* _Problem statement_
Only the lines from the one containing "TARGET = black mercedes-benz suv" through the last line below should be written out, exactly and with both ends kept.

>> Begin Recorded data

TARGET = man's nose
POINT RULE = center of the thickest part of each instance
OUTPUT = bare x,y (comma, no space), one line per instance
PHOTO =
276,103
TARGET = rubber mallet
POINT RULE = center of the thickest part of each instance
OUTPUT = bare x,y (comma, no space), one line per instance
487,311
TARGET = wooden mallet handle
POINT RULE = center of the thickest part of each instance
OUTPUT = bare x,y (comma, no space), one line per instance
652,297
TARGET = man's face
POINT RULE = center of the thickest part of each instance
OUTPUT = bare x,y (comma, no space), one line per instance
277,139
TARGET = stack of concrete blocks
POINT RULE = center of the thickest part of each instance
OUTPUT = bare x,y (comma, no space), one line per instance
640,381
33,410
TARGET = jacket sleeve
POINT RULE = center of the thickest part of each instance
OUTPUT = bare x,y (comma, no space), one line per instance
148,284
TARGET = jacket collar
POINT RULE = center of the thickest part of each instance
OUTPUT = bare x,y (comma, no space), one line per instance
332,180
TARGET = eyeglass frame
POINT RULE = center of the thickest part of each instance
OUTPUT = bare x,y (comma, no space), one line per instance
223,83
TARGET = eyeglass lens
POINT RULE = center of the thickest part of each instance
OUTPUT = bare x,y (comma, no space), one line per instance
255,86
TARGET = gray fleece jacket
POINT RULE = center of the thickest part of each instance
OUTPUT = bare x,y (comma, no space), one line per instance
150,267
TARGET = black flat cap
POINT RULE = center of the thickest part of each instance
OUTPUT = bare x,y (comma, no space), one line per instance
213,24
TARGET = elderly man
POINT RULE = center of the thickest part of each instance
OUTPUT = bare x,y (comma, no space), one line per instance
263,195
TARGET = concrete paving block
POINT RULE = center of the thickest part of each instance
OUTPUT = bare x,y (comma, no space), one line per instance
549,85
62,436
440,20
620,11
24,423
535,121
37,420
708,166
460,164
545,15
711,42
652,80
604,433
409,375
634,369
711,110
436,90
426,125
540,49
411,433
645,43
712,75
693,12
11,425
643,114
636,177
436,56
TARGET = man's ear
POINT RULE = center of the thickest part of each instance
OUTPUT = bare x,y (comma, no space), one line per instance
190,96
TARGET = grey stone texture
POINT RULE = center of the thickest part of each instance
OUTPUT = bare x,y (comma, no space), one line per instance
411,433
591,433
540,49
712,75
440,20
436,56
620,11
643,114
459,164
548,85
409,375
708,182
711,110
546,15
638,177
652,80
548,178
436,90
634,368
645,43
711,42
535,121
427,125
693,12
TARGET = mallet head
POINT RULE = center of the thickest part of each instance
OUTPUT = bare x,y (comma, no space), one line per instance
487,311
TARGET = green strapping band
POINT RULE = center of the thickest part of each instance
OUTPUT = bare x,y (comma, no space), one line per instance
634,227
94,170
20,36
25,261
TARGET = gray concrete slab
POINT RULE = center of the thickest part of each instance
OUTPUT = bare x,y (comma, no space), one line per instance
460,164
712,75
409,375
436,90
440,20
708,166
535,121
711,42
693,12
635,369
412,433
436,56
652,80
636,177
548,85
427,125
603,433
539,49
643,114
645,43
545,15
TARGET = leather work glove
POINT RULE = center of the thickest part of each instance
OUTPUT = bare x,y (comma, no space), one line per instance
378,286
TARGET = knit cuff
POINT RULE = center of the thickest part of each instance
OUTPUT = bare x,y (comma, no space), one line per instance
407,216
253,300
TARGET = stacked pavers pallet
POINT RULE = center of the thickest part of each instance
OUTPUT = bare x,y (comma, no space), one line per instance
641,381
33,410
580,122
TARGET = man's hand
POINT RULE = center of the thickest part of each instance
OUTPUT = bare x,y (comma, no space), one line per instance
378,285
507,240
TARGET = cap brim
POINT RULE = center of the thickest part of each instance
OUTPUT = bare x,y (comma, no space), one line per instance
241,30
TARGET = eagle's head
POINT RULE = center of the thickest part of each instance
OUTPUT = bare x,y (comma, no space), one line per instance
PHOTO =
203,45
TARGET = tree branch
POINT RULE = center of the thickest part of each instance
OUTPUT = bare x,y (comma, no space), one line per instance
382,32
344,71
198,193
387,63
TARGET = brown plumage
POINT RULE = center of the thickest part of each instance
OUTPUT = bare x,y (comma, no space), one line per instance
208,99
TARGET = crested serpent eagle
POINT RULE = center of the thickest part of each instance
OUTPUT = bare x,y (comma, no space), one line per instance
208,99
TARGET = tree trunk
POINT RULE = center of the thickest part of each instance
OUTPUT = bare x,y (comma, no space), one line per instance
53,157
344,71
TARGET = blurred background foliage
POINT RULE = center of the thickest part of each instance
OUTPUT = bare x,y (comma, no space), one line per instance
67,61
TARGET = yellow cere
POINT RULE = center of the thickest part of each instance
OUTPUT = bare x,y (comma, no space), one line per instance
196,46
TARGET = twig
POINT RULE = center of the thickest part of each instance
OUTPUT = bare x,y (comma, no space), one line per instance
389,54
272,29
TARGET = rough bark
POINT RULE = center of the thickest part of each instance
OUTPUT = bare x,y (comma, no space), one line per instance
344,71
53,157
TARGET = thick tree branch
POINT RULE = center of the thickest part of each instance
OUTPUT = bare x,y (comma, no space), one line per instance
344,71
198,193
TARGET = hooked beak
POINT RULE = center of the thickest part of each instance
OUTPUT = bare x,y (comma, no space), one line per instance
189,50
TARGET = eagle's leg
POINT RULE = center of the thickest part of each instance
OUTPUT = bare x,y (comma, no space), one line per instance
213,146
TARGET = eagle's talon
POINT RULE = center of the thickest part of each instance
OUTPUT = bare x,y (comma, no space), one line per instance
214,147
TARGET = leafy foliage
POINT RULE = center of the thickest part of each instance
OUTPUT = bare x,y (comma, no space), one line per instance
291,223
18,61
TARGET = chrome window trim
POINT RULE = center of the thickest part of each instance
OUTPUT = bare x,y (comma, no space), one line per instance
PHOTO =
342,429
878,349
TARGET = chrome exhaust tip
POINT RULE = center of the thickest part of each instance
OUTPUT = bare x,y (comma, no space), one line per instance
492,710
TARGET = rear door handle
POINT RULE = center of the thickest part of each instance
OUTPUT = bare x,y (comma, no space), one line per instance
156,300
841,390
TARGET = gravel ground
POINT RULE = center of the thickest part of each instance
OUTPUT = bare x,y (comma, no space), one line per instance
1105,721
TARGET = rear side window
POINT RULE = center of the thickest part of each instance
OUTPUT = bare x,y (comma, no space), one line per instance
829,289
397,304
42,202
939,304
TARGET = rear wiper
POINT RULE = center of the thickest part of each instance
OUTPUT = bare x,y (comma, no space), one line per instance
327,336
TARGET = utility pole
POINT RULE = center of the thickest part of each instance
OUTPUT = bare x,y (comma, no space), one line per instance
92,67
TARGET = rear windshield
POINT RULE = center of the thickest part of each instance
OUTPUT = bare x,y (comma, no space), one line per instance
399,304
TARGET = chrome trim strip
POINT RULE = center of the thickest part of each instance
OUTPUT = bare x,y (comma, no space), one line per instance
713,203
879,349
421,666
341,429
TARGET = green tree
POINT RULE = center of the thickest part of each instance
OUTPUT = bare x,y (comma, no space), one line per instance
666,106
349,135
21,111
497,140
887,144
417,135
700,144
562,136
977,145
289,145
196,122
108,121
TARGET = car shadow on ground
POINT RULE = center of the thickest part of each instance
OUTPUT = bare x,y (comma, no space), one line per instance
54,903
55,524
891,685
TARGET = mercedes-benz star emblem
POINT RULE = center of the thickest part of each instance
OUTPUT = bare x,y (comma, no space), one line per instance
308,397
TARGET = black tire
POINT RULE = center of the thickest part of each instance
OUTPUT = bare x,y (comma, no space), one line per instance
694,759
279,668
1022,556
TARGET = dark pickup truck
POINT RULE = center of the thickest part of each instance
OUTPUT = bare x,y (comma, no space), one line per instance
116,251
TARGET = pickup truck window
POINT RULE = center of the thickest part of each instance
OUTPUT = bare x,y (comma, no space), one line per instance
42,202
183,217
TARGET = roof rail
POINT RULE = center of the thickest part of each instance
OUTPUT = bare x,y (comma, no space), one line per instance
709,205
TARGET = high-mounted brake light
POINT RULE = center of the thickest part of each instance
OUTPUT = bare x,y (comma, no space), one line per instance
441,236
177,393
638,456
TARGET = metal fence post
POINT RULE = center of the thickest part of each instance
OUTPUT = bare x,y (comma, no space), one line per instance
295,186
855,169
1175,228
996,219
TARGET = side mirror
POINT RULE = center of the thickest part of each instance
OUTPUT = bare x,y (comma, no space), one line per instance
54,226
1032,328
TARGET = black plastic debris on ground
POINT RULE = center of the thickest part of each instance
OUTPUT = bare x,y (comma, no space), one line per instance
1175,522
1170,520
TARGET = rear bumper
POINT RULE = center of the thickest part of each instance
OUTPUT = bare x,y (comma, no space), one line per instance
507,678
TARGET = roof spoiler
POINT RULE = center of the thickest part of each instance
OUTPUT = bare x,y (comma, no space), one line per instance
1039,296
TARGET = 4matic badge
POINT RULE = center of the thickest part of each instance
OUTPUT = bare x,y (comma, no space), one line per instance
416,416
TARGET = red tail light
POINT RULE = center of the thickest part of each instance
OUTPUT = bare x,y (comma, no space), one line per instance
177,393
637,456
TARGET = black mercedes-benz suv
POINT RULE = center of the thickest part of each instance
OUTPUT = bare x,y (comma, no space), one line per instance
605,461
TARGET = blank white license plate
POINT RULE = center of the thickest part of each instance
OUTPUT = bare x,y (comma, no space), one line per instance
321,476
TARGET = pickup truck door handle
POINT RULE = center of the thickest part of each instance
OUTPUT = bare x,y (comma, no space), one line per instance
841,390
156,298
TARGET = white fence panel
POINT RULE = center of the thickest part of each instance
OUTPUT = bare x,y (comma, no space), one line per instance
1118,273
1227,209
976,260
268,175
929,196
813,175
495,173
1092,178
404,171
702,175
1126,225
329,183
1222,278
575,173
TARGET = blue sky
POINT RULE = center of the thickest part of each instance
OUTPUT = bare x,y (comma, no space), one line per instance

>> End Recorded data

* _Written answer_
TARGET = black mercedes-benz suv
POINT RULE = center of the thickest part of each instance
OUTPUT = bare x,y (comma, no space), one line per instance
605,461
TARGET = blank white license plate
POINT RULE = center of the thickest part of each instance
OUTPUT = bare x,y (comma, no space), one line per instance
321,476
TARGET = pickup truck door handle
POINT RULE = center of the thickest part of each instance
OUTPUT = bare x,y (comma, no space), one line per instance
841,390
156,298
TARGET = white fence panel
POINT RULE = center of the thickest part of each instance
OUTPUT = bare x,y (comma, no space), one line per instance
1118,273
1227,209
976,260
268,175
929,196
813,175
495,173
1092,178
404,171
702,175
1126,225
329,183
1222,278
575,173
TARGET = blue sky
POINT RULE = center of the thickest part of each instance
OUTPUT = bare x,y (comma, no space), one line per instance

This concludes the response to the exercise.